• _CONSIGNE A_:
Dans l'extrait sur les fonctions de hachage, quelle fonction de hachage triviale est donnée en exemple ?

• _EXTRAIT CHOISI_:
Introduction

Les fonctions de hachage ont pour fonction essentielle de projeter une quantité indéterminée de données sur une empreinte de longueur finie et donnée.  Les fonctions de hachage sont des fonctions déterministes et publiquement connues.  Ce sont des surjections de tous les nombres naturels sur le jeu de nombres naturels plus petits que N.  Ainsi, il est inévitable que plusieurs jeux de données auront la même empreinte.  Il est aussi désirable que tous les nombres plus petits que N sont l'image d'un jeu de données.  C'est pour cela qu'une fonction de hachage est bien une surjection de l'ensemble de tous les nombres naturels (tous les jeux de données) sur l'ensemble de nombres {0,1,2,... N-1}.  Une fonction de hachage triviale est par exemple: f(x) = x mod N.

Une fonction de hachage cryptographique est une fonction de hachage qui a les propriétés suivantes:

  1. résistance pré-image
  2. résistance deuxième pré-image
  3. résistance de collision

Ces exigences sont de plus en plus sévères.  La première exigence veut dire, que si on a juste l'empreinte d'un jeu de données, il est (pratiquement) impossible d'inventer un jeu de données qui a la même empreinte (même si un nombre infini de ces données existent bien sûr).  Pratiquement impossible doit être vu dans le sens cryptographique: le calcul pour le trouver n'est pas faisable avec les ressources de calcul dont l'adversaire pourrait disposer.

• _CONSIGNE B_:
Indiquez combien de lignes parmi les lignes enregistrées contiennent la chaîne « aircraft ». Donnez seulement le nombre.

[Données enregistrées]
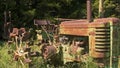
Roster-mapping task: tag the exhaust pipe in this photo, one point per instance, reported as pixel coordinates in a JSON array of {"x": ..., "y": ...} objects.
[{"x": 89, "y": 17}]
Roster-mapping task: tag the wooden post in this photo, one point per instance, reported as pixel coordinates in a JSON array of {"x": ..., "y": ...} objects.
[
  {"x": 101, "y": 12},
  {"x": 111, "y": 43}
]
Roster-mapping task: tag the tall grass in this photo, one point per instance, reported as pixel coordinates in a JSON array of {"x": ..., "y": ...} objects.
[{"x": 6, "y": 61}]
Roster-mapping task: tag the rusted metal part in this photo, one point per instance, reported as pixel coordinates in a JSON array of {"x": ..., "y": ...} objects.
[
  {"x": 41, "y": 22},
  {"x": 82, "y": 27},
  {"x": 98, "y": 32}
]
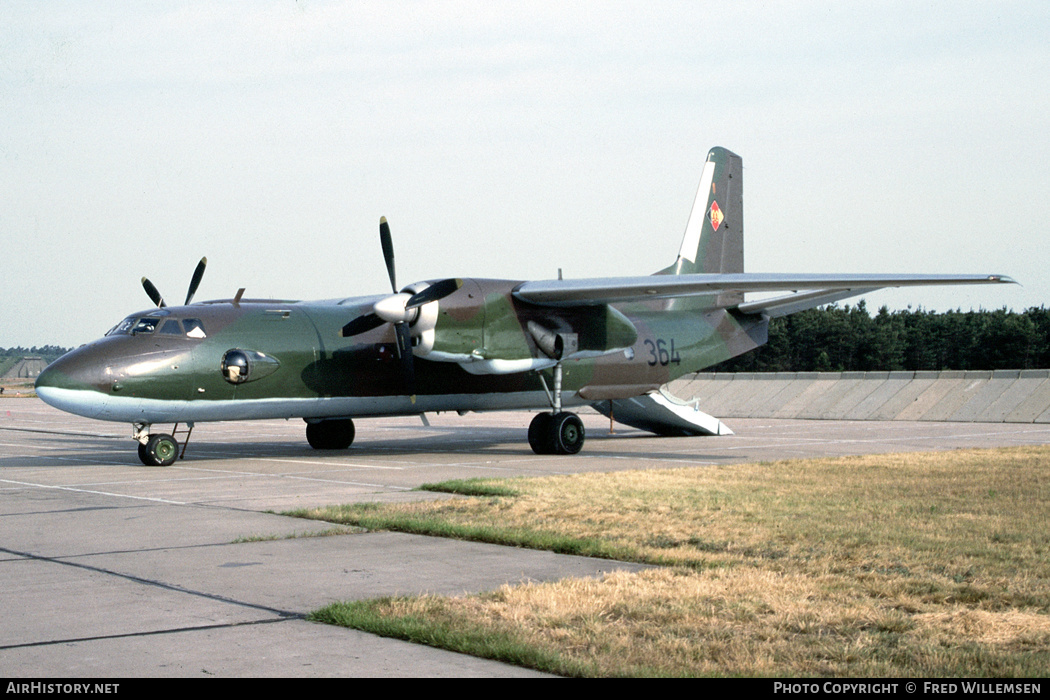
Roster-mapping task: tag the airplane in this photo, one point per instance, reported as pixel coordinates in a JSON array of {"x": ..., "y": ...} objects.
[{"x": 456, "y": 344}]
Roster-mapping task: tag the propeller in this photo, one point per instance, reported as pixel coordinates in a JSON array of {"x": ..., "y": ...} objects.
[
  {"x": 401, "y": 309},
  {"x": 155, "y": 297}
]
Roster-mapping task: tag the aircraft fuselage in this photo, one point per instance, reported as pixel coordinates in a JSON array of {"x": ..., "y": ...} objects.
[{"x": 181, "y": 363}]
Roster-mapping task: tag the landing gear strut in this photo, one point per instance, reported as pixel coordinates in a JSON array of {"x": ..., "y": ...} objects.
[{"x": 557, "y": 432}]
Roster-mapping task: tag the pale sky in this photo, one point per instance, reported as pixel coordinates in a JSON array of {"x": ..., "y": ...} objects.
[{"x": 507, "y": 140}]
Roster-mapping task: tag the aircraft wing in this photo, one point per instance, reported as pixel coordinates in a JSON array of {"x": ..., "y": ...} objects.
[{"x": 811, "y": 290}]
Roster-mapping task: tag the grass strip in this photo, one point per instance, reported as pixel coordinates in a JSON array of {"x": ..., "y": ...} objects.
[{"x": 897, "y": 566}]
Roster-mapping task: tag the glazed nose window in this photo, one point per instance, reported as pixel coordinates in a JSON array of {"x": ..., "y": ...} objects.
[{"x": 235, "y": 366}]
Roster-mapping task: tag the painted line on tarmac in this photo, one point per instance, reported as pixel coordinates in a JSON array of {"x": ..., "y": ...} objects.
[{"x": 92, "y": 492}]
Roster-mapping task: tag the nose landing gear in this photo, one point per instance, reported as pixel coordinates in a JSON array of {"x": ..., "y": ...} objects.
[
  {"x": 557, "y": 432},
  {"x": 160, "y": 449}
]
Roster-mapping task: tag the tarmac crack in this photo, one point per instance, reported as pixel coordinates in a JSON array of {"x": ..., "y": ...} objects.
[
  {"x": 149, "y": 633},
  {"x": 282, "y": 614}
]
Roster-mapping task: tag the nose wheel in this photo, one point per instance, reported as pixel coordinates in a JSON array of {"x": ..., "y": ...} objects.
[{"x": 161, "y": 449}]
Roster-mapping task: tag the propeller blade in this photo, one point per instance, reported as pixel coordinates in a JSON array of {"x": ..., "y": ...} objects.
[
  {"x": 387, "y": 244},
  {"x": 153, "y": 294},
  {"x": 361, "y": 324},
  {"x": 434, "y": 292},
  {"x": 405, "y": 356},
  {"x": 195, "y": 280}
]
---
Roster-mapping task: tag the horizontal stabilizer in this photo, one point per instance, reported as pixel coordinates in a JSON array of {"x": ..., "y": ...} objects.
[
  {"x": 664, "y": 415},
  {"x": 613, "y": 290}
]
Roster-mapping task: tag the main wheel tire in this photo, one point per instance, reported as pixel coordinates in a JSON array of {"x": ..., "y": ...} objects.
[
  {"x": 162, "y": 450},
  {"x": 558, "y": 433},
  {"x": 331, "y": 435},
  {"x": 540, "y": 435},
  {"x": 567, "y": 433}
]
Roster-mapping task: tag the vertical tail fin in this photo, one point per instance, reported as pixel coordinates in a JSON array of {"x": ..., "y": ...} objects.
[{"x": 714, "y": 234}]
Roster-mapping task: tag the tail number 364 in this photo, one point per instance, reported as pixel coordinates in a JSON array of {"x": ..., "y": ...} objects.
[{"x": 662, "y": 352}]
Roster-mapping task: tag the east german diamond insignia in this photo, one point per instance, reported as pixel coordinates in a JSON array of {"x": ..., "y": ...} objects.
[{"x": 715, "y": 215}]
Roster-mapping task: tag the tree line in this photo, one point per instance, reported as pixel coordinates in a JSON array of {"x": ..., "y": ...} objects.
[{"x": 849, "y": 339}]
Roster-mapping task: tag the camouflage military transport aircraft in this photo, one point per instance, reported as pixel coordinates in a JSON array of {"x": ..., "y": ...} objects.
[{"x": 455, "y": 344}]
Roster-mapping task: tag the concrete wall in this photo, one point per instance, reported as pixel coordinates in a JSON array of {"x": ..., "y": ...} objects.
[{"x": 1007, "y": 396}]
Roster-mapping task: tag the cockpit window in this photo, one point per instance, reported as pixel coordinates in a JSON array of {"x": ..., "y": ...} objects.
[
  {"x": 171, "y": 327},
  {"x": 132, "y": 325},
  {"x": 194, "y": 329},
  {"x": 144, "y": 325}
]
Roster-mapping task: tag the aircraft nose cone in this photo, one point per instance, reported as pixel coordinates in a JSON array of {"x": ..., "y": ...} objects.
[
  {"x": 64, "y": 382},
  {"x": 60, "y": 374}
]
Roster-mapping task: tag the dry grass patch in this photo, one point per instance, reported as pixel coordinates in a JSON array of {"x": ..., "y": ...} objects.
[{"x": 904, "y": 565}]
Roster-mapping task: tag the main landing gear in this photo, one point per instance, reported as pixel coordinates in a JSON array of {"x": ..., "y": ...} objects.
---
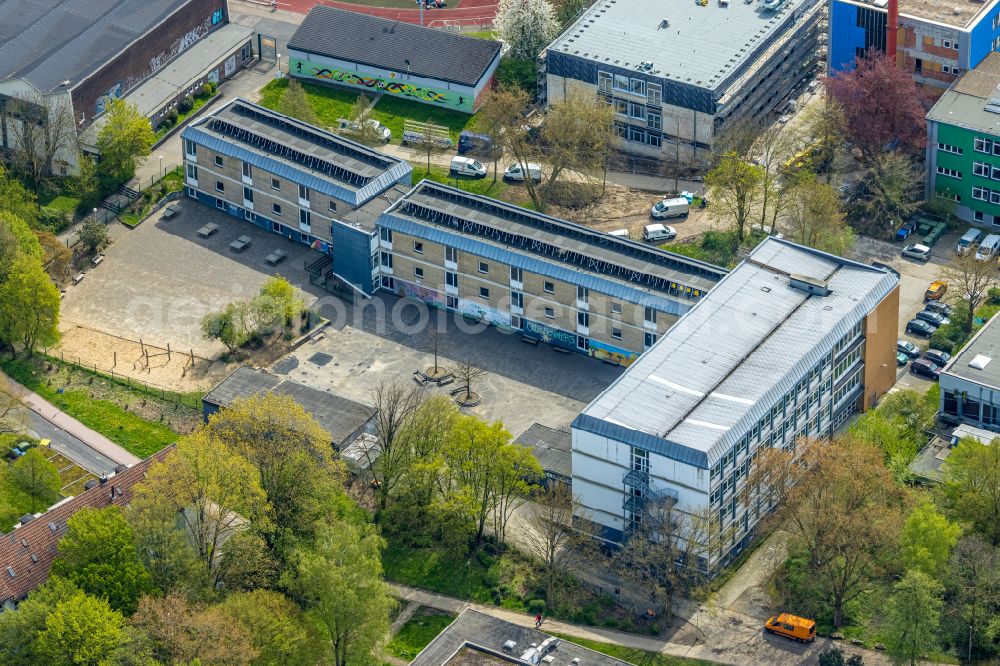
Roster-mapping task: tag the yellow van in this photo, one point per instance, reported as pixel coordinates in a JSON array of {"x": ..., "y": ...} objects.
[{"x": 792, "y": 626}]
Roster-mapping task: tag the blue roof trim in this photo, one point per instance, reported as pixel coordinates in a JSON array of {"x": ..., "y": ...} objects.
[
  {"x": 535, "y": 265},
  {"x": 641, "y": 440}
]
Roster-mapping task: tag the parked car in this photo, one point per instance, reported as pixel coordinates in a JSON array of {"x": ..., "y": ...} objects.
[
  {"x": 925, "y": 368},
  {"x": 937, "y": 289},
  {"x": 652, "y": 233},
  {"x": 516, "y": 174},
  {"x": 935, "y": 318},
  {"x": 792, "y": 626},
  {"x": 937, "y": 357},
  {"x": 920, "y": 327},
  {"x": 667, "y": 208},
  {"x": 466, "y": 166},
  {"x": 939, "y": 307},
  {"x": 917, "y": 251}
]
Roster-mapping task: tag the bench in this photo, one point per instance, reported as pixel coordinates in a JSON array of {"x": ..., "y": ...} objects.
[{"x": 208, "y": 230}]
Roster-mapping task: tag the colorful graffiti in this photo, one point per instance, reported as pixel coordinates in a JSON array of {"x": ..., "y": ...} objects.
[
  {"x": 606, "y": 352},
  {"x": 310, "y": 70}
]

• _CORRIGÉ DÉTAILLÉ A_:
f(x) = x mod N

• _CORRIGÉ DÉTAILLÉ B_:
4